Stored records

● ● ● ●

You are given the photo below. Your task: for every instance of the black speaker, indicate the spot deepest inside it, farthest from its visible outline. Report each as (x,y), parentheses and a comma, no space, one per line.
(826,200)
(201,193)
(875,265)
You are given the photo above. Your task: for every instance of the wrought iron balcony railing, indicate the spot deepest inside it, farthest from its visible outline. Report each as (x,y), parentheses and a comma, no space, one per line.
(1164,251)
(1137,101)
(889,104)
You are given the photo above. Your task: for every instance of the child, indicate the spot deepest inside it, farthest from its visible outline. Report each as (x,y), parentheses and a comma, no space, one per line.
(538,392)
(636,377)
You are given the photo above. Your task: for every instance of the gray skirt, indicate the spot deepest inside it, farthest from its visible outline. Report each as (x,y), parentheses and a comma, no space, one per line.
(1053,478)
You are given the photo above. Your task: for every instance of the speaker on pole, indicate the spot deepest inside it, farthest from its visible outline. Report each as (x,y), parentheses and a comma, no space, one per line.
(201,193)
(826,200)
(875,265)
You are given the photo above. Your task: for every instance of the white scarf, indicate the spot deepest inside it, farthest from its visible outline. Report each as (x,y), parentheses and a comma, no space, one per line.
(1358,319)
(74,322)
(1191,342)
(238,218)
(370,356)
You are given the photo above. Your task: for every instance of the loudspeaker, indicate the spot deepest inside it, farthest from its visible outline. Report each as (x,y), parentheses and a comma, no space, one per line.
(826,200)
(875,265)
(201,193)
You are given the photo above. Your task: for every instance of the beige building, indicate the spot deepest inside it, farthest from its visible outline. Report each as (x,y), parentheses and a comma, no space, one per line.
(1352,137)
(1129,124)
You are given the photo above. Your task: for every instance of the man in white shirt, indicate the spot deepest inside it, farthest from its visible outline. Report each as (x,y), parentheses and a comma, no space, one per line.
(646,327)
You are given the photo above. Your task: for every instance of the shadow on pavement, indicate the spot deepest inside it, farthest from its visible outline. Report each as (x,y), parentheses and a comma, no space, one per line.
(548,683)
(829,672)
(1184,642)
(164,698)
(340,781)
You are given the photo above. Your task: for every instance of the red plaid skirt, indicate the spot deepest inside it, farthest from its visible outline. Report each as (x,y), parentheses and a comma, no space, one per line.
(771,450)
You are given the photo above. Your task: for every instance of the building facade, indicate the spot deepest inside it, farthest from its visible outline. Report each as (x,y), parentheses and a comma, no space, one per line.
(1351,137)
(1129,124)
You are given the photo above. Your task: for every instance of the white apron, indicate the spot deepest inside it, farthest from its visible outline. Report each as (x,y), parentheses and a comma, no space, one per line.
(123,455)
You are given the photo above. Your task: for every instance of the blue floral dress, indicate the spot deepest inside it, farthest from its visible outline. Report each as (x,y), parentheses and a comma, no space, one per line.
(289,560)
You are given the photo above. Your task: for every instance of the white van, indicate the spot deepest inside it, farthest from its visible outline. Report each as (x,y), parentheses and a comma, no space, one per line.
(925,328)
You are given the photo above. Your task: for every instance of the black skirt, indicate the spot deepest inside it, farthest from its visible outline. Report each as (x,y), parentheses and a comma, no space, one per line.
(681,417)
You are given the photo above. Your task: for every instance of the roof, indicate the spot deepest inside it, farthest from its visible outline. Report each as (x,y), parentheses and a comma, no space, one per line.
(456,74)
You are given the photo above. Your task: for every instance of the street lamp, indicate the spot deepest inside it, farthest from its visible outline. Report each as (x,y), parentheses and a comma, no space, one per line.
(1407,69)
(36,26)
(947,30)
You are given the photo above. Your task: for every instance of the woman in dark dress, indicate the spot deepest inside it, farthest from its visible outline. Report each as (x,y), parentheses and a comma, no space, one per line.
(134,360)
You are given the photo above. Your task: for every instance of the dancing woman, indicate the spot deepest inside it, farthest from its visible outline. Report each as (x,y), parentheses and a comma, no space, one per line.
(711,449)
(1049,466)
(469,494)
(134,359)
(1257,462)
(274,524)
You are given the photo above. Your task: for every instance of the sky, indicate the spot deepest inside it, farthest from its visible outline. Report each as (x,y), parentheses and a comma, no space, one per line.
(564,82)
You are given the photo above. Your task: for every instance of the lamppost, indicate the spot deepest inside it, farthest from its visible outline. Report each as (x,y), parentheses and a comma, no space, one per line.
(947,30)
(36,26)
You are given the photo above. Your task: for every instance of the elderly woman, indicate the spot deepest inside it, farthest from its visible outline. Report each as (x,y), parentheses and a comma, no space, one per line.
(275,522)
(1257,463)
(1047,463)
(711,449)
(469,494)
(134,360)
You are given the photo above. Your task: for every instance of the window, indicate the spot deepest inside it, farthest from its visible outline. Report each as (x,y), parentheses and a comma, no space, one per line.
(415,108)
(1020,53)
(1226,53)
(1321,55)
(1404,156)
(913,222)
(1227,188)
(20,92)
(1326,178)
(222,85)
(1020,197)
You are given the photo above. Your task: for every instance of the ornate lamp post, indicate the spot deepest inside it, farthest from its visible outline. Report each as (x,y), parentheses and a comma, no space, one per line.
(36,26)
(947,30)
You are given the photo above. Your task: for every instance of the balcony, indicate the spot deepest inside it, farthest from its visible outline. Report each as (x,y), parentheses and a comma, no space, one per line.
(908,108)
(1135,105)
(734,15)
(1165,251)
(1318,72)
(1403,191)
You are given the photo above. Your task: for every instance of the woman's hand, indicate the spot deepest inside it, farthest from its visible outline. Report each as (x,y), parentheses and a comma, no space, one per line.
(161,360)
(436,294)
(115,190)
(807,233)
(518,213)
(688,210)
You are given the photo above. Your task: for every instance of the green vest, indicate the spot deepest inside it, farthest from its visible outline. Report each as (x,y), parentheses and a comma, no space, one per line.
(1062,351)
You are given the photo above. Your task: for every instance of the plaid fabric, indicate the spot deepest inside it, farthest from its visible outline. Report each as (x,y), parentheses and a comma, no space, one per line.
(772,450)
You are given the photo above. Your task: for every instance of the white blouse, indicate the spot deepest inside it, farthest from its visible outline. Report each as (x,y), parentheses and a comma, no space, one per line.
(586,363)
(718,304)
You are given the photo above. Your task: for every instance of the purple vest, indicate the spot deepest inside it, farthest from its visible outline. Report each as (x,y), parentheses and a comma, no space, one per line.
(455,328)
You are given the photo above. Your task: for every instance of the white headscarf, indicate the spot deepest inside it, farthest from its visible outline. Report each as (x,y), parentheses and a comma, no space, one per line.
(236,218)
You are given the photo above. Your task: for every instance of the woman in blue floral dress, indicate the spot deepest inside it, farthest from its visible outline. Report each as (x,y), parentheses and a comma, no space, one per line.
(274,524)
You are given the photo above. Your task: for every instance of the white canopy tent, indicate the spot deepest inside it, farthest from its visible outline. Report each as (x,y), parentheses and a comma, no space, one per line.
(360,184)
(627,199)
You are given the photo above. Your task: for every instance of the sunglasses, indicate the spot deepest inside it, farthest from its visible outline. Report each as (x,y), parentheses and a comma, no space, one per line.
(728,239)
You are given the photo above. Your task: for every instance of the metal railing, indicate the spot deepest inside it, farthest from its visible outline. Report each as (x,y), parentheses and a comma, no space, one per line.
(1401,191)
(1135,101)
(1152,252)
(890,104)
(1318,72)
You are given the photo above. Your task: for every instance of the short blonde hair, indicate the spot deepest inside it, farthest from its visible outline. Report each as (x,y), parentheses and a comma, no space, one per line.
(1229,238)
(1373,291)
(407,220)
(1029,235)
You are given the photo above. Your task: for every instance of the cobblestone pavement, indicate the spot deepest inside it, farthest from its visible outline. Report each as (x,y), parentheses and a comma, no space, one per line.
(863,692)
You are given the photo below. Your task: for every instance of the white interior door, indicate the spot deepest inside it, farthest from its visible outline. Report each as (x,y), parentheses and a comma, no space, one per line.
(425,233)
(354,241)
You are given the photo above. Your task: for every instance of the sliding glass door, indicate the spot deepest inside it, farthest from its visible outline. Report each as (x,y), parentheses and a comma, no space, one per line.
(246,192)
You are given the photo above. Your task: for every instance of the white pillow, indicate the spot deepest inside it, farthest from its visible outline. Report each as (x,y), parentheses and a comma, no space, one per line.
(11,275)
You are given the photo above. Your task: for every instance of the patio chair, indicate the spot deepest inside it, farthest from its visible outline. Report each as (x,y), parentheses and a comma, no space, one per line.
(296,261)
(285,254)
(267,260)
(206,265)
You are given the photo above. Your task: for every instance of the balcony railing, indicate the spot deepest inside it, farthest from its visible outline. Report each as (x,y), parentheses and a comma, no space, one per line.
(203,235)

● ● ● ●

Only the lines from the one holding "of the patio" to the end of the entries above belong in the answer, each copied exactly.

You are given the photo above. Your task: for every instance of the patio chair, indicate the spot deepest inside it, farthest from its visible outline. Report each as (x,y), parentheses and a comma, no space, one per line.
(296,261)
(285,254)
(267,260)
(206,265)
You are given the photo above. Your task: for every instance of the balcony railing, indicate the spot deepest inside it, farthest from its visible outline. Report each as (x,y), parentheses and a comma, no space, one per line.
(203,235)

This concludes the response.